▶ _Objective A_:
Which terms does the piece on audience engagement say trigger cognitive bias that shifts our thinking into the abstract? List every one.
▶ _Objective B_:
Answer these questions from the piece on audience engagement, one per line:
(i) Across what should engagement be implemented and measured to have a meaningfully positive business impact?
(ii) What happens to the customer's satisfaction level if the customer journey is seamless?
(iii) What is called the watchword for good customer engagement?

▶ _Document section_:
※
Audience or customer engagement is one of those terms that seems to get bandied around everywhere at the moment. Engaged customers, organisations think, will result in a better return on investment. Tell Marketing to sort it out and we’ll reap the benefits! The pure truth is audience engagement IS essential to any digital strategy; the inconvenient truth is that it takes more than a memo to one team to deliver it successfully. To have a meaningfully positive business impact, engagement should be implemented and measured across your entire company. Building a complete view of your customer at all touch points puts the power back with the consumer, letting them choose how and when to engage with your brand.
When we use the terms “brand”, “company” and “customer” or “audience” cognitive bias immediately pops up to shift our thinking into the abstract. Each of these terms generalises and removes the individual aspect of the company or customer into the faceless masses. Every organisation or brand has a plethora of individuals working for it that have feelings, emotions and real lives that exist away from work. Exactly the same is true of the customer or audience. That might sound blindingly obvious but it’s extremely important to understand that good engagement has, at its heart, a reliance on connecting people to people as humans and individuals, not by generalising with us v them mentality. When we start to think about our customers as individuals who have come to your brand primarily to solve a problem, buy a product or buy a service because they believe you are the best people for that job, we begin to understand how powerful that connection is. It also becomes clear that giving the customer a personal and efficient service at each and every point of their interaction with you builds an incredibly powerful picture of what they want, needs and desire that is personal to them. If the customer journey is seamless, their satisfaction level increases exponentially and their support and loyalty to your brand just became extremely positive. Net result? They WANT to engage with you, rather than HAVING to engage with you.
Personalisation is the watchword for good customer engagement. As you build a clear picture of each individual, you can increase their engagement tenfold with smart actions that show them they aren’t a number. The more they feel like you’re not the faceless monolith they feared, the more business they will do with you. Let’s look at some of the benefits.
※
▶ _Supplied material_:
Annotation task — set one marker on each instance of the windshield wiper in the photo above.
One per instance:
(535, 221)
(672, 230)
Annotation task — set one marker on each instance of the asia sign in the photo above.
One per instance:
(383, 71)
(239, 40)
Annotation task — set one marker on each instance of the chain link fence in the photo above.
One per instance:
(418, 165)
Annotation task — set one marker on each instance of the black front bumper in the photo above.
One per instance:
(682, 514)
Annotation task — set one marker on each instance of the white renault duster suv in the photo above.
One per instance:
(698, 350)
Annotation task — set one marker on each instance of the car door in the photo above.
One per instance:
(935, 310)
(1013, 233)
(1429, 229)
※
▶ _Written answer A_:
"brand"
"company"
"customer"
"audience"

▶ _Written answer B_:
(i) Across your entire company
(ii) It increases exponentially
(iii) Personalisation